» **WHAT YOU WILL DO**
Transcribe the following records exactly, images excluded.

» **RECORD SET**

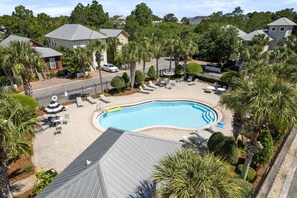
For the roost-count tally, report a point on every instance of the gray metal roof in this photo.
(250, 36)
(46, 52)
(72, 32)
(240, 33)
(112, 33)
(122, 164)
(282, 21)
(13, 37)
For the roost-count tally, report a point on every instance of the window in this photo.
(52, 63)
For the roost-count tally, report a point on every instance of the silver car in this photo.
(109, 67)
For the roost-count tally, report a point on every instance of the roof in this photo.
(112, 33)
(122, 163)
(240, 33)
(74, 32)
(250, 36)
(282, 21)
(13, 37)
(46, 52)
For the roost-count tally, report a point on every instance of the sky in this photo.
(180, 8)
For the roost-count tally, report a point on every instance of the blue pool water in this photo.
(183, 114)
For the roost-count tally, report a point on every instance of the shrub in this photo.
(43, 179)
(152, 73)
(179, 70)
(139, 77)
(214, 140)
(26, 101)
(194, 68)
(264, 156)
(247, 188)
(118, 83)
(126, 78)
(252, 174)
(228, 150)
(228, 77)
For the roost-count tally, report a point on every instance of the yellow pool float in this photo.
(114, 109)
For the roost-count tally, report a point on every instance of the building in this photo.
(197, 19)
(51, 58)
(76, 35)
(118, 164)
(121, 35)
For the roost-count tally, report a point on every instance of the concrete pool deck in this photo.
(58, 151)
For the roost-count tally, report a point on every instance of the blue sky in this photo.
(180, 8)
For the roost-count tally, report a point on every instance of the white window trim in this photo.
(52, 63)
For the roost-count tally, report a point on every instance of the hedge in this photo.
(252, 174)
(264, 155)
(26, 101)
(247, 188)
(139, 77)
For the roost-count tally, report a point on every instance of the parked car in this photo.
(109, 67)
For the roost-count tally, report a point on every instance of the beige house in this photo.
(121, 35)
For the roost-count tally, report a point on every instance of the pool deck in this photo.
(58, 151)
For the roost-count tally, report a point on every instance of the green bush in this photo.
(252, 174)
(247, 188)
(42, 180)
(228, 150)
(26, 101)
(118, 83)
(152, 73)
(264, 156)
(126, 78)
(194, 68)
(139, 77)
(179, 70)
(214, 140)
(228, 77)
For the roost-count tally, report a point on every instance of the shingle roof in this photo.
(250, 36)
(74, 32)
(112, 33)
(282, 21)
(46, 52)
(13, 37)
(122, 163)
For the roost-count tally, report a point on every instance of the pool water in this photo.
(182, 114)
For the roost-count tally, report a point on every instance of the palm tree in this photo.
(157, 51)
(187, 174)
(84, 56)
(24, 60)
(268, 100)
(98, 47)
(130, 53)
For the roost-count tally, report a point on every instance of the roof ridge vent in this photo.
(88, 162)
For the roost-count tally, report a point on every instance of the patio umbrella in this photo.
(54, 107)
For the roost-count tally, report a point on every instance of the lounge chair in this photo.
(104, 99)
(79, 102)
(141, 90)
(152, 85)
(193, 82)
(147, 88)
(91, 100)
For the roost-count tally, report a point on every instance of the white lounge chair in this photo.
(152, 85)
(147, 88)
(193, 82)
(104, 99)
(141, 90)
(91, 100)
(79, 102)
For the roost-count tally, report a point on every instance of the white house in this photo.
(76, 35)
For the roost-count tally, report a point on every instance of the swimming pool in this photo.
(181, 114)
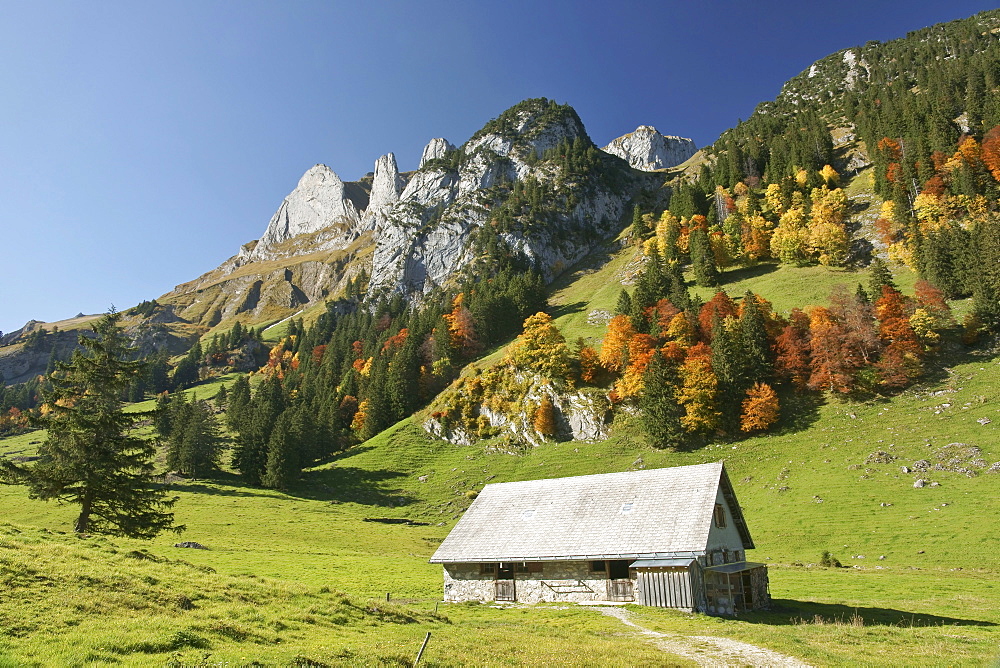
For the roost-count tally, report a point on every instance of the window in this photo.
(720, 516)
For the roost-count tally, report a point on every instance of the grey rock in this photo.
(648, 150)
(191, 544)
(436, 148)
(317, 202)
(386, 185)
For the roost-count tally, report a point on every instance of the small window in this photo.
(720, 516)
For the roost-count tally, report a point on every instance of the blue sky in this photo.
(141, 143)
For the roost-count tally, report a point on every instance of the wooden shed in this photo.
(673, 537)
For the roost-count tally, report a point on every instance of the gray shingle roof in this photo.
(636, 514)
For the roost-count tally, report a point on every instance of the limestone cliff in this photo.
(411, 233)
(436, 148)
(648, 150)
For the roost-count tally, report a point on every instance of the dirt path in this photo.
(707, 650)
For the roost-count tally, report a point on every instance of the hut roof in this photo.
(648, 514)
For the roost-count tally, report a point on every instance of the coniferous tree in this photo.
(239, 400)
(661, 411)
(702, 258)
(90, 456)
(283, 464)
(250, 453)
(195, 444)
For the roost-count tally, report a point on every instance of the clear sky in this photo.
(142, 142)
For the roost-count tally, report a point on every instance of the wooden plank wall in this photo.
(667, 588)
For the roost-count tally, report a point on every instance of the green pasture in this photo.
(814, 486)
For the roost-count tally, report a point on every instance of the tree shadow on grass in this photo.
(335, 484)
(566, 309)
(743, 273)
(799, 410)
(785, 612)
(351, 484)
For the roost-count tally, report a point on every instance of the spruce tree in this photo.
(661, 412)
(283, 465)
(196, 443)
(702, 258)
(756, 348)
(250, 453)
(91, 456)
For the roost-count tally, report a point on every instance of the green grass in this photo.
(812, 486)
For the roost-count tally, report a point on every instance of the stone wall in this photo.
(570, 581)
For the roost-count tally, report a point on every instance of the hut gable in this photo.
(631, 515)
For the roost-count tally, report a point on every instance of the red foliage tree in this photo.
(830, 369)
(791, 363)
(614, 349)
(991, 152)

» **OUTPUT BELOW**
For the roost-count tally, report a point on every instance of the gray metal roof in this photo.
(250, 36)
(46, 52)
(72, 32)
(240, 33)
(112, 33)
(122, 164)
(282, 21)
(13, 37)
For the roost-count tally, report a point on every instance of the window in this photo.
(52, 63)
For the roost-count tally, report a point on every instance of the silver car in this photo.
(109, 67)
For the roost-count tally, report a point on every instance of the roof in this photo.
(112, 33)
(122, 163)
(240, 33)
(74, 32)
(250, 36)
(282, 21)
(13, 37)
(46, 52)
For the roost-count tally, report a point on every instance of the sky in this photo.
(180, 8)
For the roost-count tally, report a point on every instance of the blue pool water in this photo.
(183, 114)
For the roost-count tally, report a point on every instance of the shrub in this photo.
(43, 179)
(152, 73)
(179, 70)
(139, 77)
(214, 140)
(26, 101)
(194, 68)
(264, 156)
(247, 188)
(118, 83)
(126, 78)
(252, 174)
(228, 150)
(228, 77)
For the roost-count tally, report a point on every instance of the yellow pool float in this photo.
(114, 109)
For the roost-count tally, report a point on every instance of the building in this photo.
(197, 19)
(51, 58)
(76, 35)
(118, 164)
(121, 35)
For the roost-count tally, report a point on every instance of the concrete pool deck in this photo.
(58, 151)
For the roost-count tally, report a point on every instance of the blue sky in this photo.
(180, 8)
For the roost-count tally, report a point on every instance of the white window trim in this photo.
(52, 63)
For the roost-count tally, report a point on every instance of the hedge in this photo.
(252, 174)
(264, 155)
(26, 101)
(247, 188)
(139, 77)
For the roost-count tally, report a point on every instance of the parked car in this photo.
(109, 67)
For the roost-count tally, report a point on every instance of the beige house in this photo.
(121, 35)
For the roost-count tally, report a point on every instance of the pool deck in this photo.
(58, 151)
For the roost-count tally, report a point on every instance of the green bush in this photo.
(252, 174)
(247, 188)
(42, 180)
(228, 150)
(26, 101)
(118, 83)
(152, 73)
(264, 156)
(126, 78)
(194, 68)
(139, 77)
(179, 70)
(214, 140)
(228, 77)
For the roost-count tally, report a point on every instance of the shingle roof in this photo.
(250, 36)
(74, 32)
(112, 33)
(282, 21)
(46, 52)
(13, 37)
(122, 163)
For the roost-count tally, report a point on every instance of the pool water in this photo.
(182, 114)
For the roost-count tally, report a point on every instance of the palm tree in this photo.
(157, 51)
(187, 174)
(84, 56)
(24, 60)
(268, 100)
(98, 47)
(130, 53)
For the roost-count tally, report a point on every instance of the roof ridge vent in this photo.
(88, 162)
For the roost-count tally, report a point on every instance of the patio umbrella in this photo.
(54, 107)
For the roost-count tally, report a point on every instance of the lounge chair in this photo.
(104, 99)
(79, 102)
(141, 90)
(152, 85)
(193, 82)
(147, 88)
(91, 100)
For the roost-count tally, report a point on every instance of the white lounge chair in this photo.
(152, 85)
(147, 88)
(193, 82)
(104, 99)
(141, 90)
(91, 100)
(79, 102)
For the roost-count tally, report a point on every instance of the white house in this photo.
(76, 35)
For the roost-count tally, report a point on every instance of the swimming pool in this photo.
(181, 114)
For the roost-count tally, report a point on every instance of the window in this photo.
(720, 516)
For the roost-count tally, report a point on every instance of the grey rock in this photo.
(648, 150)
(191, 544)
(436, 148)
(317, 202)
(386, 185)
For the roost-count tally, report a point on every instance of the small window in this photo.
(720, 516)
For the roost-count tally, report a point on every instance of the blue sky in this photo.
(141, 143)
For the roost-count tally, report a point on every instance of the wooden shed in this photo.
(673, 537)
For the roost-count tally, report a point on every instance of the gray shingle roof in this photo.
(636, 514)
For the roost-count tally, report a point on every instance of the limestone cliff in this photo.
(411, 233)
(436, 148)
(648, 150)
For the roost-count tally, report a point on every instance of the dirt path in this photo.
(707, 650)
For the roost-count tally, report a point on every instance of the hut roof in this photo.
(648, 514)
For the roost-count tally, report a point on every instance of the coniferous tree in this photo.
(239, 400)
(661, 411)
(702, 258)
(90, 456)
(283, 464)
(250, 453)
(195, 444)
For the roost-count tally, report a point on every instance of the clear sky in this photo.
(142, 142)
For the roost-count tally, report a point on every instance of the wooden plank wall in this photo.
(667, 588)
For the roost-count tally, report a point on every instance of the green pasture in this photo.
(814, 486)
For the roost-count tally, report a point on every instance of the tree shadow on grass in this photo.
(335, 484)
(566, 309)
(743, 273)
(799, 410)
(785, 612)
(351, 484)
For the roost-count tally, report a point on every instance of the spruce tree in this photo.
(661, 412)
(283, 465)
(196, 443)
(702, 258)
(756, 348)
(250, 453)
(91, 456)
For the roost-count tally, report a point on every instance of the green grass in this photo.
(812, 486)
For the roost-count tally, report a point on every instance of the stone wall in this photo.
(570, 581)
For the roost-count tally, report a point on every instance of the hut gable in this photo.
(631, 515)
For the roost-count tally, report a point on every instance of the red foliage tree in this photo.
(830, 369)
(791, 363)
(614, 349)
(991, 152)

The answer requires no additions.